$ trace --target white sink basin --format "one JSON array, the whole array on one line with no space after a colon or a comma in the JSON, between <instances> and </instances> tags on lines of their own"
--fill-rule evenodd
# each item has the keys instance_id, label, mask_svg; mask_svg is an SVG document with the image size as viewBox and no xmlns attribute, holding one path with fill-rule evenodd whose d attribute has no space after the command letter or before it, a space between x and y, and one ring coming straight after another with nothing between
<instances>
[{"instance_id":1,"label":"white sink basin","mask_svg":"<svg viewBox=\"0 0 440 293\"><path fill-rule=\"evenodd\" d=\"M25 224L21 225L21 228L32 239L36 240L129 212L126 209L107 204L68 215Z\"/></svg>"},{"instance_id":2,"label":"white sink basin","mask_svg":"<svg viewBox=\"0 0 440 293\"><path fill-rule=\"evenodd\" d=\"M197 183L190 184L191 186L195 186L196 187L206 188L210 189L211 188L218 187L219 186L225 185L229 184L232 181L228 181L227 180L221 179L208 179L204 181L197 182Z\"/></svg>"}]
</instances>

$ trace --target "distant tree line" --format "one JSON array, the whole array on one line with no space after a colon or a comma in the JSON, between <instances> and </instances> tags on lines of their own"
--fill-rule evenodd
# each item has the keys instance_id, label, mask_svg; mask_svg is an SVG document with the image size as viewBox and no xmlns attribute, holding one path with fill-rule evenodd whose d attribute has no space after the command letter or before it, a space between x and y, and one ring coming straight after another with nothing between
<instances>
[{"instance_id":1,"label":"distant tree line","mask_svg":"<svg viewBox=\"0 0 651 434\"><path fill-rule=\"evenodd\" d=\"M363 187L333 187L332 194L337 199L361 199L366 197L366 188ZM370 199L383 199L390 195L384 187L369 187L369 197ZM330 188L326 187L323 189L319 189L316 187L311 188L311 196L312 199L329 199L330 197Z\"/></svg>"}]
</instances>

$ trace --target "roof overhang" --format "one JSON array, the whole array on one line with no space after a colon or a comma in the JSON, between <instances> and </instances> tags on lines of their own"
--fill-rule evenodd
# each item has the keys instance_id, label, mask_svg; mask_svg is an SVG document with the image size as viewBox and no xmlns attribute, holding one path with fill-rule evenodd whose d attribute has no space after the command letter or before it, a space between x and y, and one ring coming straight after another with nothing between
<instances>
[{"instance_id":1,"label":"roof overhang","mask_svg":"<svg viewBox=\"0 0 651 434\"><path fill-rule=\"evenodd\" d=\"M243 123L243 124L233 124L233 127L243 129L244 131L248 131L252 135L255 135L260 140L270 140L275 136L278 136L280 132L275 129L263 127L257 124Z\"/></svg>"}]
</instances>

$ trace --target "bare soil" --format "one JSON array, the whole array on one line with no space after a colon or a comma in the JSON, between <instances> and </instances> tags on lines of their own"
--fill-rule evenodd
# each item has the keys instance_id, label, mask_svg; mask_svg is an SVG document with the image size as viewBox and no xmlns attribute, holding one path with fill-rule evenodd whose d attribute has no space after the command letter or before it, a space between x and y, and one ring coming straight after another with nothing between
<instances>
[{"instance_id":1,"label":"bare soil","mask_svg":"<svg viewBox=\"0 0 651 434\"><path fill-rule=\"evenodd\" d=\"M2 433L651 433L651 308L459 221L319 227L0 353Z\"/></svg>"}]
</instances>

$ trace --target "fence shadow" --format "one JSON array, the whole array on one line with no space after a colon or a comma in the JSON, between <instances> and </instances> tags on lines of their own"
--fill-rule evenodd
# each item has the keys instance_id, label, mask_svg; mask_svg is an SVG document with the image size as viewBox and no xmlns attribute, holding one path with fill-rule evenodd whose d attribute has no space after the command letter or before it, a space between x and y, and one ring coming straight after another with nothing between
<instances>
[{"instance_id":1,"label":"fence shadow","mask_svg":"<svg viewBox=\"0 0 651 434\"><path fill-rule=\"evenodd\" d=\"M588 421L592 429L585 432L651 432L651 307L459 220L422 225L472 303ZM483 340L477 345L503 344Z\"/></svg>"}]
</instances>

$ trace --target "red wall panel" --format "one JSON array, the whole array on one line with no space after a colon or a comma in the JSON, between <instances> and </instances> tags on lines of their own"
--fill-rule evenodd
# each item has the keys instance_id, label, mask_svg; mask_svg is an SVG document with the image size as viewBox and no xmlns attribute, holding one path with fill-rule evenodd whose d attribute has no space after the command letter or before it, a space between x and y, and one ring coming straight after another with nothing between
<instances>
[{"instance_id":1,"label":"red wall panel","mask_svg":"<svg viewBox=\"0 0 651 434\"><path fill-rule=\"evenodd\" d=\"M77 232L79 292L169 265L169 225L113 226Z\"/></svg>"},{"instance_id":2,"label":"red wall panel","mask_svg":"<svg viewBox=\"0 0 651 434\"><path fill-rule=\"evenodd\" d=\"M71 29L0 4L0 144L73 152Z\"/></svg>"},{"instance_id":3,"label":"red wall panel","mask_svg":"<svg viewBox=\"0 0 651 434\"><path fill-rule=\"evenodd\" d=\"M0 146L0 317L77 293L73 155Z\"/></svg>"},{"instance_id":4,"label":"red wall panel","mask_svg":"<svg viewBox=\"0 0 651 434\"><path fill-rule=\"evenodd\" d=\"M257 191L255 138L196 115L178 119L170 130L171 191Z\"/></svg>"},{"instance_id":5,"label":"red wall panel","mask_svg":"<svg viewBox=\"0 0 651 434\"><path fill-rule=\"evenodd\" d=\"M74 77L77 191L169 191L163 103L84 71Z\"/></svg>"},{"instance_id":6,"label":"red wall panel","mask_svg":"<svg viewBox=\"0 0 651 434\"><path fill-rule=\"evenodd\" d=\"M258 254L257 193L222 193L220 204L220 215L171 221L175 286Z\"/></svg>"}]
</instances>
────
■ Prompt
Copy every line of the material, please, keeping it exactly the same.

■ Correct answer
$ trace --target white sink basin --format "one JSON array, the whole array on one line with no space after a colon or a comma in the JSON, between <instances> and </instances> tags on lines of their own"
--fill-rule evenodd
# each item has the keys instance_id, label, mask_svg; mask_svg is an SVG document with the image size as viewBox and no xmlns attribute, holding one path with fill-rule evenodd whose d attribute has no space after the command letter or before it, a space between x and y, and one ring coming straight after another with nothing between
<instances>
[{"instance_id":1,"label":"white sink basin","mask_svg":"<svg viewBox=\"0 0 440 293\"><path fill-rule=\"evenodd\" d=\"M25 224L21 225L21 228L32 239L36 240L129 212L126 209L107 204L68 215Z\"/></svg>"},{"instance_id":2,"label":"white sink basin","mask_svg":"<svg viewBox=\"0 0 440 293\"><path fill-rule=\"evenodd\" d=\"M197 183L190 184L191 186L195 186L196 187L206 188L210 189L211 188L218 187L219 186L225 185L229 184L232 181L228 181L227 180L221 179L208 179L204 181L197 182Z\"/></svg>"}]
</instances>

$ trace --target "distant tree line" --format "one JSON array, the whole array on one line with no space after a colon or a comma in the JSON, between <instances> and </instances> tags on lines of their own"
--fill-rule evenodd
# each item has the keys instance_id, label, mask_svg; mask_svg is an SVG document with the image size as viewBox and no xmlns attribute, holding one path with fill-rule evenodd whose d attribute has no space after the command letter or before it, a space between x and y, and one ring coming straight after another with nothing between
<instances>
[{"instance_id":1,"label":"distant tree line","mask_svg":"<svg viewBox=\"0 0 651 434\"><path fill-rule=\"evenodd\" d=\"M363 187L333 187L332 194L337 199L361 199L366 197L366 188ZM370 199L383 199L390 195L384 187L369 187L369 197ZM330 188L326 187L323 189L319 189L316 187L311 188L311 196L312 199L329 199L330 197Z\"/></svg>"}]
</instances>

$ trace --target "roof overhang" --format "one JSON array, the whole array on one line with no space after a colon or a comma in the JSON, between <instances> and </instances> tags on lines of their own"
--fill-rule evenodd
# each item has the keys instance_id, label, mask_svg; mask_svg is an SVG document with the image size as viewBox and no xmlns attribute, holding one path with fill-rule evenodd whose d attribute has no space after the command letter or before it, a space between x and y, and one ring coming straight after another with nothing between
<instances>
[{"instance_id":1,"label":"roof overhang","mask_svg":"<svg viewBox=\"0 0 651 434\"><path fill-rule=\"evenodd\" d=\"M243 123L243 124L233 124L233 127L243 129L244 131L248 131L252 135L255 135L260 140L270 140L275 136L278 136L280 132L275 129L263 127L257 124Z\"/></svg>"}]
</instances>

$ trace --target "bare soil" --format "one JSON array, the whole array on one line with no space after a colon or a comma in the JSON, between <instances> and </instances> tags on lines of their own"
--fill-rule evenodd
# each item has the keys instance_id, label, mask_svg; mask_svg is an SVG document with the image size as viewBox and no xmlns attribute, holding one path with fill-rule evenodd whose d attribute has no space after the command letter or before it, a space between x and y, and one ring coming straight after another with nothing between
<instances>
[{"instance_id":1,"label":"bare soil","mask_svg":"<svg viewBox=\"0 0 651 434\"><path fill-rule=\"evenodd\" d=\"M2 433L651 433L651 308L459 221L319 227L0 353Z\"/></svg>"}]
</instances>

$ trace --target "fence shadow" --format "one JSON array, the whole array on one line with no space after a colon or a comma in the JSON, between <instances> and </instances> tags on lines of their own"
--fill-rule evenodd
# each item has the keys instance_id, label, mask_svg; mask_svg is an SVG document with the image size as viewBox and no xmlns attribute, holding one path with fill-rule evenodd whose d attribute has no space after the command letter or before it, a space between x and y, and one ring coming straight after another with nothing between
<instances>
[{"instance_id":1,"label":"fence shadow","mask_svg":"<svg viewBox=\"0 0 651 434\"><path fill-rule=\"evenodd\" d=\"M588 421L592 429L585 432L651 432L651 307L459 220L422 225L472 303ZM483 340L477 345L503 344Z\"/></svg>"}]
</instances>

$ trace --target "red wall panel" --format "one JSON array, the whole array on one line with no space after a colon or a comma in the JSON, between <instances> and </instances> tags on lines of their own"
--fill-rule evenodd
# each item has the keys instance_id, label, mask_svg; mask_svg is an SVG document with the image size as viewBox and no xmlns attribute, holding one path with fill-rule evenodd whose d attribute has no space after the command letter or before it, a space between x and y, and one ring coming straight after another with nothing between
<instances>
[{"instance_id":1,"label":"red wall panel","mask_svg":"<svg viewBox=\"0 0 651 434\"><path fill-rule=\"evenodd\" d=\"M77 232L79 292L169 265L169 225L113 226Z\"/></svg>"},{"instance_id":2,"label":"red wall panel","mask_svg":"<svg viewBox=\"0 0 651 434\"><path fill-rule=\"evenodd\" d=\"M71 29L0 4L0 144L73 152Z\"/></svg>"},{"instance_id":3,"label":"red wall panel","mask_svg":"<svg viewBox=\"0 0 651 434\"><path fill-rule=\"evenodd\" d=\"M0 146L0 317L77 293L73 155Z\"/></svg>"},{"instance_id":4,"label":"red wall panel","mask_svg":"<svg viewBox=\"0 0 651 434\"><path fill-rule=\"evenodd\" d=\"M257 191L255 138L196 115L178 119L170 130L171 191Z\"/></svg>"},{"instance_id":5,"label":"red wall panel","mask_svg":"<svg viewBox=\"0 0 651 434\"><path fill-rule=\"evenodd\" d=\"M74 77L77 191L169 191L163 103L84 71Z\"/></svg>"},{"instance_id":6,"label":"red wall panel","mask_svg":"<svg viewBox=\"0 0 651 434\"><path fill-rule=\"evenodd\" d=\"M258 254L257 193L222 193L220 204L220 215L171 221L175 286Z\"/></svg>"}]
</instances>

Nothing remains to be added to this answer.